ÉNONCÉ 1: Recopiez à l'identique les lignes des enregistrements, de celle qui contient « detect boy's white » jusqu'à celle qui contient « left=298, top=171, right=327, bottom=216 », incluse.

EXTRAIT DU TEXTE:

Ex-membre de la Ligue de défense juive (LDJ), bien connu des services de police et spécialiste du canular hardcore, Grégory Chelli s’amuse depuis quelques années à appeler divers commissariats en se faisant passer pour un membre des forces de l’ordre afin de mettre la main sur les casiers judiciaires de personnalités ayant plus ou moins défendu la cause palestinienne. Et ça marche. On compte parmi ses dernières victimes : Pierre Haski, Tariq Ramadan, l’écrivain d’extrême droite Hervé Ryssen… C’est également lui qui en 2013 s’était procuré les extraits de casiers judiciaires de plusieurs rappeurs français, dont celui de La Fouine, ennemi juré de Booba. Ce dernier s’était empressé d’ouvrir son morceau-clash T.L.T. sur un extrait de la conversation d’Ulcan avec le commissariat de police. Car tous les enregistrements des canulars du hacker sont disponibles sur Youtube et sur son site au nom évocateur: Violvocal.
Quelle(s) conséquence(s)?
Selon son compte Twitter, Ulcan résiderait actuellement à Ashdod, une « station balnéaire fantôme » selon France Info, située à une quinzaine de kilomètres au nord de la bande de Gaza. Or il n’y a pas d’accord d’extradition entre la France et Israël. Pour autant, les conséquences judiciaires de ses actions ne sont pas nulles, comme l’explique Christiane Féral-Schul, avocate spécialiste des questions de cybercriminalité: « En l’absence d’accord d’extradition, il peut néanmoins y avoir une coopération entre les autorités policières des deux Etats. A défaut, un contrôle aux frontières permet d’appréhender les condamnés si ceux-ci essaient d’entrer sur le territoire français. » Elle précise:
« Un mandat d’arrêt international peut être émis par un juge d’instruction. L’Etat français peut par la suite émettre une “notice rouge” par le biais d’Interpol, soit un message d’alerte destiné à toutes les polices criminelles membres de l’organisation pour leur permettre d’identifier et de localiser l’individu concerné en vue de procéder à son arrestation et son extradition. Cependant, les autorités policières nationales du pays dans lequel se situe le délinquant conservent leur entière indépendance et sont libres de ne pas l’arrêter ou l’extrader. Cela confirme qu’aujourd’hui, la principale difficulté sur l’internet réside dans l’exécution des décisions en raison du caractère transfrontière des délits et crimes commis sur internet. »

(Extrait d'un jeu de données)
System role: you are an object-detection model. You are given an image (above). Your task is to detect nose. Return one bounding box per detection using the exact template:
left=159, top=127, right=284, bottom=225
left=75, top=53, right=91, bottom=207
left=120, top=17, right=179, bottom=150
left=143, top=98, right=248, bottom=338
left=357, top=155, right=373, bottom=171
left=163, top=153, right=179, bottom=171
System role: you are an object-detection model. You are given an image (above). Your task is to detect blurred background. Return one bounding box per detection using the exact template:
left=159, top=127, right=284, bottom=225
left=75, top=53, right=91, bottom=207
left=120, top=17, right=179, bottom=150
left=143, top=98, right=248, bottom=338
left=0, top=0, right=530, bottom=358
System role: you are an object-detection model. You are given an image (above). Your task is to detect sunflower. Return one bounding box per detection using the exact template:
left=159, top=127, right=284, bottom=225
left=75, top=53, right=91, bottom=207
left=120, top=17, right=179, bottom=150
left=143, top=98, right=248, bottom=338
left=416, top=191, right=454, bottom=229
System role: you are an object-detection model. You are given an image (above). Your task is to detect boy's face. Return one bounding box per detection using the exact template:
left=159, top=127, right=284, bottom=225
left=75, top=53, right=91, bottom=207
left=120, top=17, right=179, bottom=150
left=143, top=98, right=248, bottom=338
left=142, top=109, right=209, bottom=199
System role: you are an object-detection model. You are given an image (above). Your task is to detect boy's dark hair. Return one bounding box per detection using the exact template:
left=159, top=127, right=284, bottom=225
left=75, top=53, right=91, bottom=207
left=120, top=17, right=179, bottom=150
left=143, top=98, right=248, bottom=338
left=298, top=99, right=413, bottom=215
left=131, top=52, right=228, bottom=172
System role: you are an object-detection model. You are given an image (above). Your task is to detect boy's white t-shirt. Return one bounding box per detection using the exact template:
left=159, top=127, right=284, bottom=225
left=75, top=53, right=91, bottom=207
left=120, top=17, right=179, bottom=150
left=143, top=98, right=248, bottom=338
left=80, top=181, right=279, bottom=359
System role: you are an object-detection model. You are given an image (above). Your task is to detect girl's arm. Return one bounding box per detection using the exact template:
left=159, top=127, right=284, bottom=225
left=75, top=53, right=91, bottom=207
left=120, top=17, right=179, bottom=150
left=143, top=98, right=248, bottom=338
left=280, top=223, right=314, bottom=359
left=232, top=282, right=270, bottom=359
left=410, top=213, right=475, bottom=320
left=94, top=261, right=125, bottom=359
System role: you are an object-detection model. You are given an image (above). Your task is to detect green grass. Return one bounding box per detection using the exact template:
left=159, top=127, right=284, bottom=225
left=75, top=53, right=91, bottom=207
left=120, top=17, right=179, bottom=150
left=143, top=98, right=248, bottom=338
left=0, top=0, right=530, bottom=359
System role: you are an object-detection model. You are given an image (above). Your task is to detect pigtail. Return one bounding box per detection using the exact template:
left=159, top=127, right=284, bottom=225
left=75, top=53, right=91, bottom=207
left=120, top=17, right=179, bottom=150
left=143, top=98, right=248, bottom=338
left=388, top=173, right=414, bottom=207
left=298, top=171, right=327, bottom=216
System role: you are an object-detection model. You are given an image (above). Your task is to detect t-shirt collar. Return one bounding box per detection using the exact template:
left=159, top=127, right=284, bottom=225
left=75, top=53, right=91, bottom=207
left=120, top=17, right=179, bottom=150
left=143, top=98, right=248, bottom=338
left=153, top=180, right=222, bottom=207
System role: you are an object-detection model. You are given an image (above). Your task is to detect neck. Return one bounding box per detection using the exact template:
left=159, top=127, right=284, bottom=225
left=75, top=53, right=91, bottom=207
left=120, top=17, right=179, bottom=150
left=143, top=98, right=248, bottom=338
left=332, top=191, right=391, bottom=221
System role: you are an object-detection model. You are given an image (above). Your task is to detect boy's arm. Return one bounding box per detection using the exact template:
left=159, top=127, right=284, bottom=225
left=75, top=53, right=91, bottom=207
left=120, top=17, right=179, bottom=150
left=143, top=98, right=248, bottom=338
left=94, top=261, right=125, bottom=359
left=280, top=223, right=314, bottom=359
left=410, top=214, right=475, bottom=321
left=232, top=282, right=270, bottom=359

ÉNONCÉ 2:
Répondez brièvement à ces questions sur l'article consacré à Grégory Chelli.
(a) Dans quelle ville Ulcan résiderait-il actuellement, selon son compte Twitter ?
(b) Outre Youtube, sur quel site ses canulars sont-ils disponibles ?
(c) Selon Christiane Féral-Schul, qui peut émettre un mandat d'arrêt international ?

RÉPONSE ATTENDUE 1:
System role: you are an object-detection model. You are given an image (above). Your task is to detect boy's white t-shirt. Return one bounding box per detection using the exact template:
left=159, top=127, right=284, bottom=225
left=75, top=53, right=91, bottom=207
left=120, top=17, right=179, bottom=150
left=143, top=98, right=248, bottom=338
left=80, top=181, right=279, bottom=359
System role: you are an object-detection model. You are given an image (above). Your task is to detect girl's arm. Return one bounding box per detection using the exact template:
left=159, top=127, right=284, bottom=225
left=75, top=53, right=91, bottom=207
left=120, top=17, right=179, bottom=150
left=143, top=98, right=248, bottom=338
left=280, top=223, right=314, bottom=359
left=232, top=282, right=270, bottom=359
left=410, top=213, right=475, bottom=320
left=94, top=261, right=125, bottom=359
System role: you are an object-detection model. You are given an image (above). Your task is to detect green grass. Return one bounding box per detection using the exact template:
left=159, top=127, right=284, bottom=225
left=75, top=53, right=91, bottom=207
left=120, top=17, right=179, bottom=150
left=143, top=98, right=248, bottom=338
left=0, top=0, right=530, bottom=359
System role: you are an object-detection model. You are given an image (above). Your task is to detect pigtail. Return one bounding box per detection using the exact template:
left=159, top=127, right=284, bottom=225
left=75, top=53, right=91, bottom=207
left=120, top=17, right=179, bottom=150
left=143, top=98, right=248, bottom=338
left=388, top=173, right=414, bottom=207
left=298, top=171, right=327, bottom=216

RÉPONSE ATTENDUE 2:
(a) À Ashdod.
(b) Sur Violvocal.
(c) Un juge d'instruction.